Stored data entries:
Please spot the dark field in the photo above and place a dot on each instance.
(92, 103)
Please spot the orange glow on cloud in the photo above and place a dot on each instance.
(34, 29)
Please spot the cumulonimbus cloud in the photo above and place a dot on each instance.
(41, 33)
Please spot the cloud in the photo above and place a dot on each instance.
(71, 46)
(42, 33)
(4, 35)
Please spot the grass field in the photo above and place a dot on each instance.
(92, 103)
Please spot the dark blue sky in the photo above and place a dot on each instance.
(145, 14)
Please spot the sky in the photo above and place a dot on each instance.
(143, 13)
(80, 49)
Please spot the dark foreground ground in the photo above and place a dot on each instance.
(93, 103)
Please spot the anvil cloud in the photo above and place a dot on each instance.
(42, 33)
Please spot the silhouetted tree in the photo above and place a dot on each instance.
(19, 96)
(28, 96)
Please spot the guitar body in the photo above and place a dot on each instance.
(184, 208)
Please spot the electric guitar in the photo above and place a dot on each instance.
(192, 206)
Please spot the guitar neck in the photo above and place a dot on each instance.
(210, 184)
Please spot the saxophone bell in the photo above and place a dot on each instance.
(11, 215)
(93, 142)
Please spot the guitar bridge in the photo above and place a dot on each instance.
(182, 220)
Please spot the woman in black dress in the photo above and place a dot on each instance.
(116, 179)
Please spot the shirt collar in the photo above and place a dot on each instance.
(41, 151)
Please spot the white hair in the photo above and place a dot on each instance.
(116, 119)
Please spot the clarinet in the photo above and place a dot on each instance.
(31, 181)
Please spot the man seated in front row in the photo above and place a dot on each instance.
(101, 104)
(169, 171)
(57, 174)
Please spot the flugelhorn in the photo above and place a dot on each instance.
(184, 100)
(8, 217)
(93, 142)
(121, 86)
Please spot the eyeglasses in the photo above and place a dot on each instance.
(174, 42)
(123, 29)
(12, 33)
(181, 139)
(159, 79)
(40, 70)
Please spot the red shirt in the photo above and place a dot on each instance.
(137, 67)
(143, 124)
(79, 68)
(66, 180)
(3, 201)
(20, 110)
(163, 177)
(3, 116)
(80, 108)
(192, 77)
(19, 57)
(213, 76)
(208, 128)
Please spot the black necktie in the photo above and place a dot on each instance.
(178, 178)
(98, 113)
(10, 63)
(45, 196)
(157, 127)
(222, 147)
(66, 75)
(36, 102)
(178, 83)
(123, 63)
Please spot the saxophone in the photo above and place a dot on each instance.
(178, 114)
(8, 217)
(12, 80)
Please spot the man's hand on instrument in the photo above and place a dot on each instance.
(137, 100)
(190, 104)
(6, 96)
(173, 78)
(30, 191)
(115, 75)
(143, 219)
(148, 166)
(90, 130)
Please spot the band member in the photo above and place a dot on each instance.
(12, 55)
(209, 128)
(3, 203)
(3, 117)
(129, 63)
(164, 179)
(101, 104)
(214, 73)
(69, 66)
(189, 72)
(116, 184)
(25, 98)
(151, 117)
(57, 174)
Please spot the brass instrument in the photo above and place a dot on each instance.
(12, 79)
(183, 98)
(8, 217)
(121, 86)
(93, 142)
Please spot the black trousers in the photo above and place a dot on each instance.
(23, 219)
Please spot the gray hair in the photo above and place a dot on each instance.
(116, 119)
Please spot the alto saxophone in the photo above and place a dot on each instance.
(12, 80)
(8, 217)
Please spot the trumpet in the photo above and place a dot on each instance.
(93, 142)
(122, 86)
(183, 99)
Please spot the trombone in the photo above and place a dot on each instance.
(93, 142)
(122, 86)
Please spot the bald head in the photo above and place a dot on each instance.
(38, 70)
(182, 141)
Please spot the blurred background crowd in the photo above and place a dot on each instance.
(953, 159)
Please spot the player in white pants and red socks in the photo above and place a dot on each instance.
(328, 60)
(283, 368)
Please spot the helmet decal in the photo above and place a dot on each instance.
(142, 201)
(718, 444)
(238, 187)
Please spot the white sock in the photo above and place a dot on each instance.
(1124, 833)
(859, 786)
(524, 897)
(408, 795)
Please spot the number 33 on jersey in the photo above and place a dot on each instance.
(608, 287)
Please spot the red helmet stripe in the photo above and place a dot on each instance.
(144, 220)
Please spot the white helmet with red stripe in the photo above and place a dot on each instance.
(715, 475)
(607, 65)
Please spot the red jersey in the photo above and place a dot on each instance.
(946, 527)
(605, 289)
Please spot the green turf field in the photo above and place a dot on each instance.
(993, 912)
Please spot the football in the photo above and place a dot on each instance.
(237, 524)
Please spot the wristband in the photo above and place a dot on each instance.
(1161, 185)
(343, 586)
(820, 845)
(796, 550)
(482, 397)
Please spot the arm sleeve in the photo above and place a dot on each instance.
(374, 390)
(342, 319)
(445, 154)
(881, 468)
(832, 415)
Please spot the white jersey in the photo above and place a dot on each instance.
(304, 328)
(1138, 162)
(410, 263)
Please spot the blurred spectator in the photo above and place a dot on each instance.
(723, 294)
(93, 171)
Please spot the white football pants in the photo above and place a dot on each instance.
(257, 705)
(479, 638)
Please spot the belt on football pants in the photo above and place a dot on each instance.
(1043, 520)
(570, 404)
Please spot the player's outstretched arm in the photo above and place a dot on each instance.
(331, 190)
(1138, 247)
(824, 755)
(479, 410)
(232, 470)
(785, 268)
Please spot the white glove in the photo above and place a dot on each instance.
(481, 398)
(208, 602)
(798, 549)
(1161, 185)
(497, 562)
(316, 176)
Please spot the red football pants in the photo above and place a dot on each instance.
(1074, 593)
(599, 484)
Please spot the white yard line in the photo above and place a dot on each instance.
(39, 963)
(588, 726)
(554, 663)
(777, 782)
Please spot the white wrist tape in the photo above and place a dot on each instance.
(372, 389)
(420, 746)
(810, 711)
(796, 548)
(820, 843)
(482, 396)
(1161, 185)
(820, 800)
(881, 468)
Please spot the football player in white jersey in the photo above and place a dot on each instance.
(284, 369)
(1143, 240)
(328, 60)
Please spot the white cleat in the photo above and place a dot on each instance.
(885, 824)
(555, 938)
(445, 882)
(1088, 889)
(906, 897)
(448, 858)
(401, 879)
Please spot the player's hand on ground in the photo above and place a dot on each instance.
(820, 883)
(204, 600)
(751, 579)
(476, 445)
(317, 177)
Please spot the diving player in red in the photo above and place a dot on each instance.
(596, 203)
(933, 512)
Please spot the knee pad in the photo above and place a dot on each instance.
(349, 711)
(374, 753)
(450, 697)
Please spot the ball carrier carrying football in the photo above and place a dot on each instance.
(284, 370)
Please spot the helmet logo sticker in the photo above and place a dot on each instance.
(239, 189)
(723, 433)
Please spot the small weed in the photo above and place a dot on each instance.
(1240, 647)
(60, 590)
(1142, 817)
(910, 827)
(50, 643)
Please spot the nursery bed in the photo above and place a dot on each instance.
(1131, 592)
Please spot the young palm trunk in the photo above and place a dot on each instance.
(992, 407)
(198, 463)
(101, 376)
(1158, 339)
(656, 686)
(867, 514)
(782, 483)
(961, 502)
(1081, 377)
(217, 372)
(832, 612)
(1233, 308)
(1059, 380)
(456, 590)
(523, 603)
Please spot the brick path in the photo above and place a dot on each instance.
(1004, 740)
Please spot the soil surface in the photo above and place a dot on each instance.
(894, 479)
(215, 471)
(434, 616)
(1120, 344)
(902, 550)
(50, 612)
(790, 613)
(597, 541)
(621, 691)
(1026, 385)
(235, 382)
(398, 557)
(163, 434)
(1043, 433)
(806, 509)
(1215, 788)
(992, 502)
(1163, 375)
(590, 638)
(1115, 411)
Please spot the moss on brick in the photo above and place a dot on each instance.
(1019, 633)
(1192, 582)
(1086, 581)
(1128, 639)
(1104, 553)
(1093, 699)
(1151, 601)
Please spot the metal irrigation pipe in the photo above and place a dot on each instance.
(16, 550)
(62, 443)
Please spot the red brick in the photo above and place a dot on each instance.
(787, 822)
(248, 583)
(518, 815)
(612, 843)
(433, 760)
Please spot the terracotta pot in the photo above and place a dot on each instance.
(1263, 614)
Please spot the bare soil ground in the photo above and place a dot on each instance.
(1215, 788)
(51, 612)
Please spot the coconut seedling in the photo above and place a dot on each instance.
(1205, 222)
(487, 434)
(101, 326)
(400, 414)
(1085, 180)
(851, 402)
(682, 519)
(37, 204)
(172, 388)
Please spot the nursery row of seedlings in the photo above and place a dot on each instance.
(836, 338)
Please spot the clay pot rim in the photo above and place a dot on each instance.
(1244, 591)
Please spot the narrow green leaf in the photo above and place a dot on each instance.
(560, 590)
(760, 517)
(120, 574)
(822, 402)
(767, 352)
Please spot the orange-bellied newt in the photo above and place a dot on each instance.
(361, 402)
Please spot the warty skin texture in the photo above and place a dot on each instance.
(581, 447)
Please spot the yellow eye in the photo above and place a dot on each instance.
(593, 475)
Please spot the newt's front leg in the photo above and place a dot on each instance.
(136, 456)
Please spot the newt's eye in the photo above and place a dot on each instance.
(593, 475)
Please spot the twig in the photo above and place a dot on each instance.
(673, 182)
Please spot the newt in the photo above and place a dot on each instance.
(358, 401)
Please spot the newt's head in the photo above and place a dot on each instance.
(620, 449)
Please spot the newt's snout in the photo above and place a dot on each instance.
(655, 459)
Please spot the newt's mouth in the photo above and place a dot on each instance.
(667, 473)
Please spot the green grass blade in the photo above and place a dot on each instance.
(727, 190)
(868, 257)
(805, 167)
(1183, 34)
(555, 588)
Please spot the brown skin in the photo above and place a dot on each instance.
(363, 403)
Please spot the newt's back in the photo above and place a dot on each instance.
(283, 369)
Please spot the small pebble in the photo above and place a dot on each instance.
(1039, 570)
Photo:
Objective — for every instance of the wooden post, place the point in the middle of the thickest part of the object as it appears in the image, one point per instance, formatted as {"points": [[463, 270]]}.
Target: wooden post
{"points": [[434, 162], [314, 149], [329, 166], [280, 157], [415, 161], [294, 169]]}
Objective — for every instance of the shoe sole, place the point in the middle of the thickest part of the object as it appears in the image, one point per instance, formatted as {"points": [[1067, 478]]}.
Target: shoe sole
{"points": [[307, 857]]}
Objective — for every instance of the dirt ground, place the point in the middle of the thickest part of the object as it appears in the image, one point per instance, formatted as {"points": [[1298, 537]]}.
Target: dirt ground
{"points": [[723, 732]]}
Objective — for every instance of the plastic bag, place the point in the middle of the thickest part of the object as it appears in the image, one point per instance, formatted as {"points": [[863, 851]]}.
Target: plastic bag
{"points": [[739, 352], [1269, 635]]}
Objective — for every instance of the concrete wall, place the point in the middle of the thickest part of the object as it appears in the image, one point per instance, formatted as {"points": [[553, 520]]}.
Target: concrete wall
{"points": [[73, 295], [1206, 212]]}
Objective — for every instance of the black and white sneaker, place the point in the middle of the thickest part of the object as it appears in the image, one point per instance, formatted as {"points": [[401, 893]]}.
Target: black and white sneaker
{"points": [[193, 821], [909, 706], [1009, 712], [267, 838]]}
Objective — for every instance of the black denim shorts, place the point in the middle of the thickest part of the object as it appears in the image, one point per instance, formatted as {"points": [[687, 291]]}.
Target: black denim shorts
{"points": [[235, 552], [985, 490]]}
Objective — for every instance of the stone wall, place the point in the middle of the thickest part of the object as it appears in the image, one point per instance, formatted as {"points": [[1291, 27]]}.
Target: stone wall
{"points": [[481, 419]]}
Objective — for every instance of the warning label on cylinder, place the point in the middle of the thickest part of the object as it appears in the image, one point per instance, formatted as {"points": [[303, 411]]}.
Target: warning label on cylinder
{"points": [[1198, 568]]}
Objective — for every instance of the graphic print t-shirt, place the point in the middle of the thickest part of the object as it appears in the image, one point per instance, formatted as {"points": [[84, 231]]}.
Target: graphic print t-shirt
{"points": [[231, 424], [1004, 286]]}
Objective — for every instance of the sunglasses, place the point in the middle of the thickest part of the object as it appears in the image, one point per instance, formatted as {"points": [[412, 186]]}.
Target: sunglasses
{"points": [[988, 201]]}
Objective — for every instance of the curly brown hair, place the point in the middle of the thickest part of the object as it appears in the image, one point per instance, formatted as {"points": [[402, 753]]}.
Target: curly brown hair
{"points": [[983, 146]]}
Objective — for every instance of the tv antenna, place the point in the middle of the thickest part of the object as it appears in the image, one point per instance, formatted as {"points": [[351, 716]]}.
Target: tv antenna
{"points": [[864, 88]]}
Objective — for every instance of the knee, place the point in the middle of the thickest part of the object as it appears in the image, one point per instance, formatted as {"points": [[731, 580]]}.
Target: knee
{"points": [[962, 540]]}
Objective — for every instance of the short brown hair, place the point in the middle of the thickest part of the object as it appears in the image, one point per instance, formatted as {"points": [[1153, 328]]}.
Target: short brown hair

» What you are asked to do
Each line from the one with "Objective — for every instance of the curly" through the end of the entries above is to be returned word for word. Nothing else belongs in the answer.

» Written answer
Objective — for every instance of the curly brown hair, place the point in the middle of the thickest part of the object as it appears in the image, one point per instance, formatted as {"points": [[402, 753]]}.
Target: curly brown hair
{"points": [[983, 146]]}
Objective — for every instance of the tv antenna, place the point in the middle of the thickest part of the object as it appears in the image, one point per instance, formatted as {"points": [[351, 716]]}.
Target: tv antenna
{"points": [[864, 88]]}
Objective — for every instance of the knee, place the point in the middle of the thickest part of the object as it appears in the image, one point per instance, formatted as {"points": [[731, 580]]}.
Target: knee
{"points": [[962, 540]]}
Objective — for every instance of the short brown hair, place the point in the middle of the thickest part of the object as it appears in the image, one point per instance, formatted as {"points": [[1153, 328]]}.
Target: short brown hair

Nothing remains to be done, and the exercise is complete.